— WHAT IS EXPECTED —
Reproduce each entry exactly as written.
---------- RECORDS PROVIDED
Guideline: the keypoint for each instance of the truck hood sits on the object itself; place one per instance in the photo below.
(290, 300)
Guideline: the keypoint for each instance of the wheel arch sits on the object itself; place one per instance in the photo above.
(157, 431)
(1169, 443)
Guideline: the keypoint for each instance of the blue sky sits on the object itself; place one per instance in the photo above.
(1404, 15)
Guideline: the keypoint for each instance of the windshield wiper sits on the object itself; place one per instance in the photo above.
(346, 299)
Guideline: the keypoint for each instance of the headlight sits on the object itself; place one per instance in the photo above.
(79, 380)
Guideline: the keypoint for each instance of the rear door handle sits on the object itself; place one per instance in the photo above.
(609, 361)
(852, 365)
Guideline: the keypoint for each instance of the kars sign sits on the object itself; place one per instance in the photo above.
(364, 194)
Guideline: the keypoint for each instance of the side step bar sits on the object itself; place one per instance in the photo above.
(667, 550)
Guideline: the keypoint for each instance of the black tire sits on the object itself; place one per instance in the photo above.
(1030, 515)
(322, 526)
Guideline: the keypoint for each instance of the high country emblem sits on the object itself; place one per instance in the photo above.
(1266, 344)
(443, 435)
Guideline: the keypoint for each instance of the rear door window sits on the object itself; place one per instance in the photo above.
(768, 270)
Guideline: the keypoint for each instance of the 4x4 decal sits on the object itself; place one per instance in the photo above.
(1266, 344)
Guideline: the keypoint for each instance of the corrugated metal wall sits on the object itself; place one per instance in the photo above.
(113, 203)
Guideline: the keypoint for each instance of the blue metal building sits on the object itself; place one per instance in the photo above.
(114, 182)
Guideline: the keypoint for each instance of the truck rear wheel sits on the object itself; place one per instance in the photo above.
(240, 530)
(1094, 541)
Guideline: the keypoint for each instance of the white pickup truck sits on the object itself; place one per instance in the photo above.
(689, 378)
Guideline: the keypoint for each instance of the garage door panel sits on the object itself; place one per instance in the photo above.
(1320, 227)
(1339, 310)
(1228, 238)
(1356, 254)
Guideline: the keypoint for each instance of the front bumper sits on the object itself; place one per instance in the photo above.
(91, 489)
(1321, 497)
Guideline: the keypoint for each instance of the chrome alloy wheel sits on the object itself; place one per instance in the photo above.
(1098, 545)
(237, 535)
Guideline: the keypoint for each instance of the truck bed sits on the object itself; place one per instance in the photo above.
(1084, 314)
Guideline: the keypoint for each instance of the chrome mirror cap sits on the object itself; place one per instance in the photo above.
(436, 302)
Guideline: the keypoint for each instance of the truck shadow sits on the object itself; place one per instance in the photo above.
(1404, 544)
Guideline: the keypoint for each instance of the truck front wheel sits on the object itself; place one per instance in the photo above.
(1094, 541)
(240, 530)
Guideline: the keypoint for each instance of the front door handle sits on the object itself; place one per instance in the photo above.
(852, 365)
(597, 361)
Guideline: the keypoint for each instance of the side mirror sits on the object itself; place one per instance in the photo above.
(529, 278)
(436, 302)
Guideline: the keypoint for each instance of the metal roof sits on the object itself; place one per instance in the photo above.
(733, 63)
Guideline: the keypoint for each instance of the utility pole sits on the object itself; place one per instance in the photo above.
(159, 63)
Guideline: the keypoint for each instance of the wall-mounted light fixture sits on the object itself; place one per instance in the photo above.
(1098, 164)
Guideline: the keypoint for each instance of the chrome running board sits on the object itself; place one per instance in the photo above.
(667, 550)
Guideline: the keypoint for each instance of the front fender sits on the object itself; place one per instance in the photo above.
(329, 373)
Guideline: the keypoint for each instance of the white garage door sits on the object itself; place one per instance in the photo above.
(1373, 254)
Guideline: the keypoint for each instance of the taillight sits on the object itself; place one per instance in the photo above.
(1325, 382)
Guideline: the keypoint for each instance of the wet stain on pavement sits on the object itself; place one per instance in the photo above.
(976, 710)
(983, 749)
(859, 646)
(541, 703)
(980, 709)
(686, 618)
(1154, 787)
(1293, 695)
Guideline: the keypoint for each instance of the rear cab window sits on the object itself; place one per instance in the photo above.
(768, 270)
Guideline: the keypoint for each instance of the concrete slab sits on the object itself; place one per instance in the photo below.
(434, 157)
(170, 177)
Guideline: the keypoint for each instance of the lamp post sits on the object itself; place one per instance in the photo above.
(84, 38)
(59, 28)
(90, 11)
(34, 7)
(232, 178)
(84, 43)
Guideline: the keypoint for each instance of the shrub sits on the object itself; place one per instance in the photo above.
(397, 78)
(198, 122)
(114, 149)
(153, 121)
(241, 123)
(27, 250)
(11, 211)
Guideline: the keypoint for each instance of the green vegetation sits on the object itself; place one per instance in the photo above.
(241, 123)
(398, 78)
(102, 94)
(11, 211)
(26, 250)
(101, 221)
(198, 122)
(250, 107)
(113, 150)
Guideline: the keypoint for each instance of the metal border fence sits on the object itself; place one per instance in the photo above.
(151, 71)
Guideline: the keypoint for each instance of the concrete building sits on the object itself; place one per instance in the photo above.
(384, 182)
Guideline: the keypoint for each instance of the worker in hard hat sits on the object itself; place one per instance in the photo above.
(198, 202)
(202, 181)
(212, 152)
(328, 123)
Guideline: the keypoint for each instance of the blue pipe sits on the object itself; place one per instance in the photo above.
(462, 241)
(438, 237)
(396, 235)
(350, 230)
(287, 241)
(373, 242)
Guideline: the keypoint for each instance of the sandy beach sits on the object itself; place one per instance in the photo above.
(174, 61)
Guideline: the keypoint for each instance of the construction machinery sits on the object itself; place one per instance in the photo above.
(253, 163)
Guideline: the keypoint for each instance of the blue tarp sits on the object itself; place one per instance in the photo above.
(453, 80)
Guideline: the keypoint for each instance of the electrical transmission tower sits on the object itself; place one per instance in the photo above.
--------------------
— RESULT OF THE EXERCISE —
Guideline: the keypoint for each instance of the truck hood sits on the object itself; place one per instance in the photo below.
(290, 300)
Guideline: the keypoint for each instance of the wheel arch sits on the object itself; place one per instance in the photo above.
(157, 431)
(1169, 443)
Guideline: the keypoint for each instance of the blue sky sits on the object itself; place one per instance in the photo above.
(1404, 15)
Guideline: the keypoint for each instance of the windshield wiper sits on the object itself; place one per instance in the photo above.
(346, 299)
Guideline: the keypoint for each instance of the headlight sits on the object itself; place one per instance in the photo above.
(79, 380)
Guideline: the keypoint for each instance of the rear door handle sits on the object itself; place one per instance in the photo above.
(609, 361)
(852, 365)
Guideline: the keypoint for each instance of the kars sign sits on the object itself; place one per instance in the photo above.
(364, 194)
Guideline: the keypoint for each instance of the side step bar sits on the object itself; place one per instance in the photo above.
(667, 550)
Guideline: the keypoint for each instance of the black tire sits on the object itself; place one per instance in the photo above.
(1030, 515)
(322, 526)
Guideline: the keypoint for each instance of the high country emblem sits on the object itself; place one per instance in the photo above.
(1266, 344)
(443, 435)
Guideline: the keypoint for each instance of the rear door window sits on the object itself; place one per instance in the photo above.
(768, 270)
Guideline: the keypoint for each instance of the 4x4 decal sits on the object itself; place one per instance in the photo above.
(1266, 344)
Guideline: the keypoint for each instance of the corrugated metal wall sits on the object itself; place one per instance in the photo above.
(113, 203)
Guideline: the keypoint for each instance of the blue metal building sits on the object itself; place one per instance in the photo above.
(114, 182)
Guideline: the keypoint for each instance of the truck rear wheel sits on the object itself; place one per instance in the photo above.
(240, 530)
(1094, 541)
Guideline: the keypoint for each instance of the white pickup truck sits on the object itself; place one per instance in the photo above.
(689, 378)
Guideline: the keypoint for each instance of the garage door panel sits on the object itself; place one per instance in the photo above.
(1320, 227)
(1339, 310)
(1228, 238)
(1356, 254)
Guideline: the keypoint for each instance of the front bumper sits on the object itself; place one per instance in the photo above.
(91, 489)
(1321, 497)
Guideline: the keypoint for each instance of the chrome alloy wheel sits on the object itself; place one per instance in the photo above.
(1098, 545)
(237, 535)
Guideline: the keypoint for each instance of the truck bed sits on the object itself; place one per instance in the photo above.
(1084, 314)
Guideline: the keypoint for each instance of the chrome mirror cap sits on the object itself; place one per instance in the photo above.
(436, 302)
Guideline: the keypoint for each instance of the truck shadow sits on the object itself; place one per instance in the photo above.
(1404, 544)
Guideline: the keypoint for each instance of the truck front wheel sits on the object itself; place one per instance in the photo above.
(1094, 541)
(240, 530)
Guideline: the keypoint for each instance of the front door handle sits on the object itself; place one per instance in the photo above.
(852, 365)
(597, 361)
Guideline: the keypoint for each instance of the side mirror sits on the object itself; place one per instance in the photo above.
(529, 278)
(436, 302)
Guideline: the keypoint for each instance of the metal roof sits on the object itself; place one per instance in the photo above.
(733, 63)
Guideline: the keypoint for each instance of the utility pole sits on the object itself; place one per instance in the photo above.
(159, 63)
Guideline: the keypoint for each instance of the wall-mounted light fixture sits on the object itself; place one per instance in the photo above.
(1098, 164)
Guideline: the keypoint for each instance of the chrome running board sits on the object itself; place one per instance in the photo above.
(667, 550)
Guideline: the keypoint for each instance of the front fender sits on the object itself; place one per instance in the photo above.
(329, 373)
Guideline: the keypoint for each instance of the white garage door sits on the object itself; place one per instance in the photo above.
(1373, 254)
Guideline: the keypoint for each instance of the taillight sits on the object itself; place one per instance in the photo above.
(1325, 382)
Guideline: the keypoint for each instance of the wet stain on pavement sits on the object itself; place one per instance in the photo above.
(976, 710)
(983, 749)
(859, 646)
(541, 703)
(980, 709)
(686, 618)
(1154, 787)
(1293, 695)
Guideline: the keypoint for each instance of the rear cab window sits on the object itself; place one per instance in the photo above.
(768, 270)
Guideline: the keypoint for each instance of the concrete slab sits on the object itself; place one per instance in the photo below.
(434, 157)
(170, 177)
Guideline: the keypoint for each instance of the lamp post sits on the object itself; place one per instance in the photo above.
(84, 38)
(59, 28)
(90, 11)
(34, 7)
(232, 178)
(84, 43)
Guideline: the keypoint for each instance of the shrub sits on the object itself; place one per instance in the photo above.
(397, 78)
(198, 122)
(114, 149)
(153, 121)
(241, 123)
(27, 250)
(11, 211)
Guideline: the keypoint for each instance of the green vegetation sits on the object itself; place one per instance in the photo above.
(241, 123)
(398, 78)
(102, 94)
(11, 211)
(26, 250)
(101, 221)
(198, 122)
(250, 107)
(113, 150)
Guideline: the keypoint for each instance of the metal border fence sits on the object itself; place one per instance in the photo above.
(151, 71)
Guideline: the keypoint for each instance of the concrete building sits on the object itself; place one per instance in the photo above.
(384, 182)
Guideline: the keypoint for each instance of the worker in hard hat sits on the object itself; place one per instance in the photo above.
(198, 202)
(202, 181)
(212, 152)
(328, 123)
Guideline: the keypoint for each instance of the blue pipe sits on the object itself; place one per instance in the photo above.
(462, 241)
(438, 237)
(396, 235)
(350, 230)
(287, 241)
(373, 242)
Guideline: the keypoint for each instance of the sandy beach sits on the object itself; place one per instance in the photo above.
(174, 61)
Guideline: the keypoint for each instance of the construction machinery sits on the object itself; place one per instance in the photo above.
(253, 163)
Guideline: the keypoint for each instance of the blue tarp sits on the object itself; place one per instance in the photo above.
(453, 80)
Guideline: the keypoint for each instance of the electrical transmission tower sits on the object itself; place one per instance in the photo above.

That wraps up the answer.